**Exercise set**:
#1 In the forum thread, which kind of test input did the tag checker accept even though it should not have?
#2 Return the forum thread's text from "No it doesn't!" to "at the end.".

[Reading passage Boundary: Start]

I tried it, John, and it doesn't seem to catch any errors at all.
I think he only tested for t b t i and t font
t b <> t bold
Jeez I need to go home.
Do you have problems, concerns or recommendations about the technical side of the Phoenix? Air them here. Compliments also welcome.
I tried it, John, and it doesn't seem to catch any errors at all.
I think he only tested for t b t i and t font
t b <> t bold
Jeez I need to go home.
Every test I could come up with worked - except add extra close tags. It liked extra close tags just fine - for example:
< b > < b > gar </b></b></i></i>
Also, this is proof of logic for most things. But you still have to handle the hard cases malformed <A HREF tags and TD and TR commands outside of tables.
<bold>
Yes, as Jon said, you have to use actual tags, not ones you've made up yourself!
it takes one closing tag as sufficient for any number of opening tags.
No it doesn't! I mean, no it shouldn't! What were the diagnostics?
It was a bit early when I coded the last bit. I'm happy that it's grabbing the tags and counting them and pushing and popping correctly, but I'm a bit confused about my control structure at the end.

[Reading passage Boundary: End]
[Given information Boundary: Start]

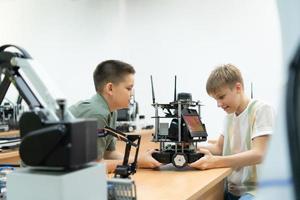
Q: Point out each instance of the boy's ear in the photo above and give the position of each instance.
(108, 88)
(238, 87)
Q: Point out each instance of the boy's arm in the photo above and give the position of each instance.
(215, 148)
(246, 158)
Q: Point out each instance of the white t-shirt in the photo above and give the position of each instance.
(256, 120)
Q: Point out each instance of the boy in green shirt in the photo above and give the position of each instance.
(114, 81)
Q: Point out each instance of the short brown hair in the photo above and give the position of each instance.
(223, 75)
(111, 71)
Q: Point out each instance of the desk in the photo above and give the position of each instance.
(170, 182)
(180, 184)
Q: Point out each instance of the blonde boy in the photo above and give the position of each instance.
(247, 129)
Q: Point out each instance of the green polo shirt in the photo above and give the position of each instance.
(96, 107)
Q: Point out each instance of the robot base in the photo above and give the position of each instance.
(178, 159)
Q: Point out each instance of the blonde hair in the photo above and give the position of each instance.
(223, 75)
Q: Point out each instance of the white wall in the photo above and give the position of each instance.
(159, 37)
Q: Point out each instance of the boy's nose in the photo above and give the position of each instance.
(219, 103)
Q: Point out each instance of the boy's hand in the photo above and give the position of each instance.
(208, 161)
(147, 161)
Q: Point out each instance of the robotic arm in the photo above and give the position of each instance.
(51, 137)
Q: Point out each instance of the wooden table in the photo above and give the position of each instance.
(171, 183)
(168, 182)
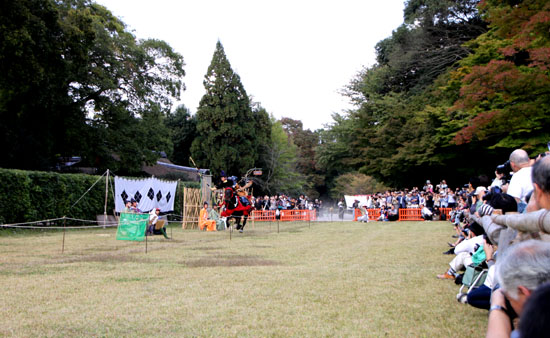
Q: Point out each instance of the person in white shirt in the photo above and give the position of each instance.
(520, 184)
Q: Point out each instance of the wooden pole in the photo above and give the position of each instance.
(64, 223)
(106, 195)
(183, 209)
(253, 218)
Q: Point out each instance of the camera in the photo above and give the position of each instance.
(504, 168)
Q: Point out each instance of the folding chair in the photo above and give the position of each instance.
(473, 277)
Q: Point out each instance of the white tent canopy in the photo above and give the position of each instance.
(149, 193)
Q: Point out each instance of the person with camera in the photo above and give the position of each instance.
(519, 270)
(520, 184)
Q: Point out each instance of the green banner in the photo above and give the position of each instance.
(131, 227)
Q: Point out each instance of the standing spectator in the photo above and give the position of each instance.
(520, 184)
(341, 209)
(520, 270)
(428, 186)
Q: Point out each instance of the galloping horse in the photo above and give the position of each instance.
(236, 206)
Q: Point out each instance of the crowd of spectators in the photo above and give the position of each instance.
(513, 268)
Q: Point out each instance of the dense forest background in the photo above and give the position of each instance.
(454, 90)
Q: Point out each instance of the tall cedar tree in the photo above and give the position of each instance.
(226, 134)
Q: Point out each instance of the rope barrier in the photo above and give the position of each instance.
(56, 228)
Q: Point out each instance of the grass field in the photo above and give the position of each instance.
(330, 279)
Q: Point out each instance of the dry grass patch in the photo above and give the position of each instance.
(333, 279)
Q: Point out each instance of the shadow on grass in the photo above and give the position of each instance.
(229, 260)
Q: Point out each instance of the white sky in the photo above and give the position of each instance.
(292, 56)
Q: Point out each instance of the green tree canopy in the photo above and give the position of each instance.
(228, 130)
(74, 81)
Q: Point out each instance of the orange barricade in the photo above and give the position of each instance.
(410, 214)
(298, 215)
(263, 215)
(374, 214)
(357, 214)
(286, 215)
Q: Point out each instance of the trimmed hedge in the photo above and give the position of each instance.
(27, 196)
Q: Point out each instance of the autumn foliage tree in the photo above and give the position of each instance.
(505, 83)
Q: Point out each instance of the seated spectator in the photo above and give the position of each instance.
(127, 206)
(134, 207)
(153, 221)
(535, 320)
(214, 215)
(520, 270)
(393, 214)
(204, 222)
(365, 215)
(426, 213)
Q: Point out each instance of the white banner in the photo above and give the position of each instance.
(148, 192)
(351, 198)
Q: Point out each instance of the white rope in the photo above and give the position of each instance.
(56, 228)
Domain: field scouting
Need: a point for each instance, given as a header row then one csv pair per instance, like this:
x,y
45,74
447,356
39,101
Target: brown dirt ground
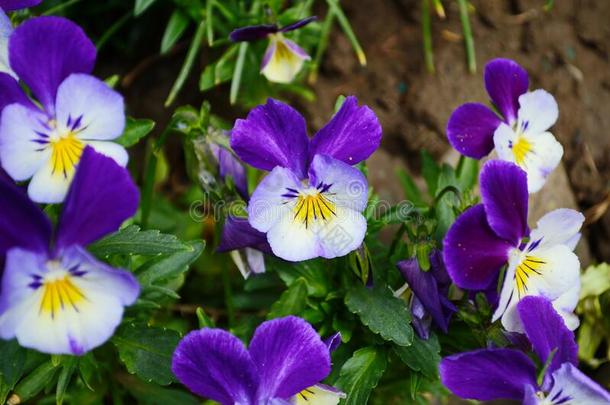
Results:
x,y
565,50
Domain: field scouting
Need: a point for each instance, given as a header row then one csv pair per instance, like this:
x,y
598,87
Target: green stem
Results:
x,y
239,68
324,36
468,38
154,151
427,36
60,7
188,64
347,28
112,30
228,291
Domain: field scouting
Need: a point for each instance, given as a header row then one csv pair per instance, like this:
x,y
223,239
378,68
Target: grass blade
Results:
x,y
427,36
347,28
468,39
187,65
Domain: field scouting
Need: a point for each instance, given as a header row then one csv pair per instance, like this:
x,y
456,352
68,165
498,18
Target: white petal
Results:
x,y
545,156
75,307
560,226
267,204
292,240
565,305
20,155
319,395
343,234
100,109
549,272
284,63
48,186
112,150
538,111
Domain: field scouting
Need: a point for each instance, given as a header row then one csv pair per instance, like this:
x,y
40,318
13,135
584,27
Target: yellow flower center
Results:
x,y
313,207
528,267
520,149
65,154
60,293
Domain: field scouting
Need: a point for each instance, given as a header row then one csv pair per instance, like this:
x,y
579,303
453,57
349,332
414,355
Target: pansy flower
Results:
x,y
430,288
520,133
493,234
54,58
284,364
491,374
283,59
310,204
6,28
55,297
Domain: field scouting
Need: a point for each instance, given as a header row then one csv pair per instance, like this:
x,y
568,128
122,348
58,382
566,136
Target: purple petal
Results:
x,y
101,197
216,365
486,375
571,386
504,194
11,92
290,357
425,287
547,331
43,51
333,342
471,128
505,81
253,32
272,135
12,5
229,165
352,135
472,251
298,24
237,233
22,223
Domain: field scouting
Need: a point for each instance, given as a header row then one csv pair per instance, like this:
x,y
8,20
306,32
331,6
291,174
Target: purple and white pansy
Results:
x,y
6,29
55,297
520,134
495,233
54,58
284,364
311,203
491,374
283,59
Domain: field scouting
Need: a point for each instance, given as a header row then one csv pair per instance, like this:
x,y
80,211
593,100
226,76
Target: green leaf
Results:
x,y
134,131
467,173
141,6
314,272
147,351
291,302
177,24
361,373
151,394
132,240
422,356
69,364
36,381
218,72
11,367
430,171
168,267
383,313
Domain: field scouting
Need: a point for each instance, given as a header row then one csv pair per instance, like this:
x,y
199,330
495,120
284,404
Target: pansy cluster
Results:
x,y
56,297
491,246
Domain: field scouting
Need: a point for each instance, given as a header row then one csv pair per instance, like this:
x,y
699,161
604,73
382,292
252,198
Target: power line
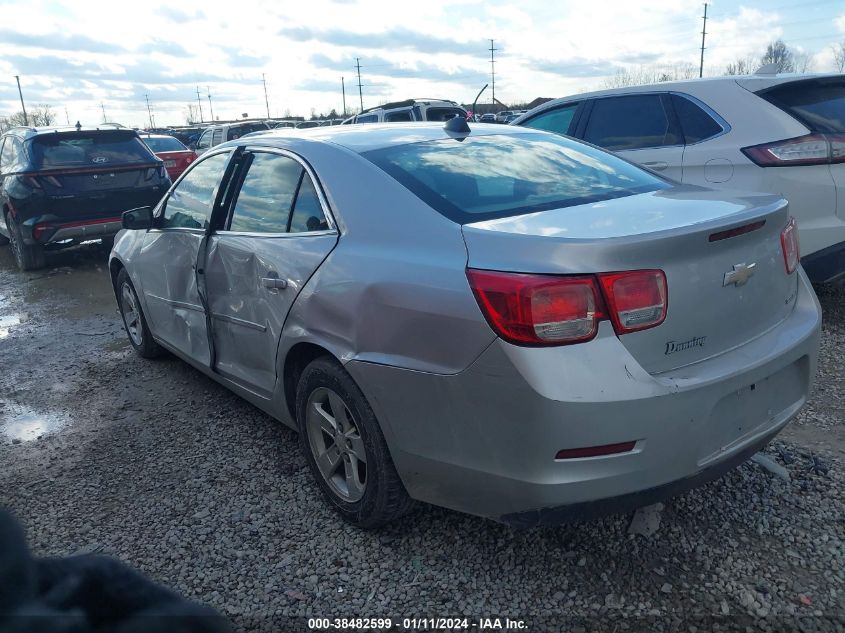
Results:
x,y
703,34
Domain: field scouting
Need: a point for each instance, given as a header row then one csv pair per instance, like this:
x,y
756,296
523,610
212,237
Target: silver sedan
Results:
x,y
500,320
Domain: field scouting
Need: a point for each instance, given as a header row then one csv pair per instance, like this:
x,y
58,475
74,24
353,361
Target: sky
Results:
x,y
88,59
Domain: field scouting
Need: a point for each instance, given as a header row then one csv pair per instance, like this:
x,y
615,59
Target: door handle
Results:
x,y
274,282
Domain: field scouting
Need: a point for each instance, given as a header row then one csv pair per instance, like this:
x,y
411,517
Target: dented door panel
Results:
x,y
170,291
249,308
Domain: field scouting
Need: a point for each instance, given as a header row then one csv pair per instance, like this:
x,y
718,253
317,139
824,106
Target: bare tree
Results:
x,y
803,62
778,53
839,56
742,66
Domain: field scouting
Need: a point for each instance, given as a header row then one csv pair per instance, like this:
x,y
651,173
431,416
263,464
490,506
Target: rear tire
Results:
x,y
133,318
28,257
345,449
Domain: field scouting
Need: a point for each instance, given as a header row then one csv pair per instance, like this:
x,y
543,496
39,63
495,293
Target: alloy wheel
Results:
x,y
336,444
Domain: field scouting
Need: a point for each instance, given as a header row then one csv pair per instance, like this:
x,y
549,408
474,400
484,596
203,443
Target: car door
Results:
x,y
276,235
641,128
168,258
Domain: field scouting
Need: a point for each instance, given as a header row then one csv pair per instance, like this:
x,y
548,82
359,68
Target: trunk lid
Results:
x,y
669,230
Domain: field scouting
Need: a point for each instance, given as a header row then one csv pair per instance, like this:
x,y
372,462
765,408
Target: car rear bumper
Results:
x,y
485,441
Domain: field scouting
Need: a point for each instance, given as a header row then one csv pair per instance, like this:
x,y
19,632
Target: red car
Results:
x,y
176,156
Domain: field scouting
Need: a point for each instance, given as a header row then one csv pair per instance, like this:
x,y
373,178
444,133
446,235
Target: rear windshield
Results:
x,y
495,176
83,149
817,103
164,144
443,114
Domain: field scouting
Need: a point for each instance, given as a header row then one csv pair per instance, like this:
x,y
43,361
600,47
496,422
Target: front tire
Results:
x,y
133,318
27,256
345,449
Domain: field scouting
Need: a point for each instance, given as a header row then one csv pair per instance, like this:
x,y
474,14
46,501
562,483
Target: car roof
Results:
x,y
363,138
752,83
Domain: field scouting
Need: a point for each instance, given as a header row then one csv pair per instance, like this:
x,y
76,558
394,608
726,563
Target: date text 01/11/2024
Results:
x,y
416,624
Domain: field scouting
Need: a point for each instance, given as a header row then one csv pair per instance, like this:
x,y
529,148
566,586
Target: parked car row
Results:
x,y
783,134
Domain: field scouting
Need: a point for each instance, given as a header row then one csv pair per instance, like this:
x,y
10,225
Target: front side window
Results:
x,y
557,120
189,204
267,195
696,124
630,122
502,175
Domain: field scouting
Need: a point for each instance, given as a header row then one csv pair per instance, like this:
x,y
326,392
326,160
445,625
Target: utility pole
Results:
x,y
209,103
20,94
493,72
199,103
703,33
360,94
149,110
266,101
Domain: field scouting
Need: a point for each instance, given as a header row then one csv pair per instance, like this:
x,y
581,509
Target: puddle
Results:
x,y
29,425
8,322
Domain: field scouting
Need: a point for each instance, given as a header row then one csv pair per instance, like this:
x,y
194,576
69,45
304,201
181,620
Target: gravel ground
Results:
x,y
157,465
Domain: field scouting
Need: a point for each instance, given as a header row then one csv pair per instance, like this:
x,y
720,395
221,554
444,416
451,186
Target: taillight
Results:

[Given information Boundary: End]

**Numbered responses**:
#1 Extra close tags.

#2
No it doesn't! I mean, no it shouldn't! What were the diagnostics?
It was a bit early when I coded the last bit. I'm happy that it's grabbing the tags and counting them and pushing and popping correctly, but I'm a bit confused about my control structure at the end.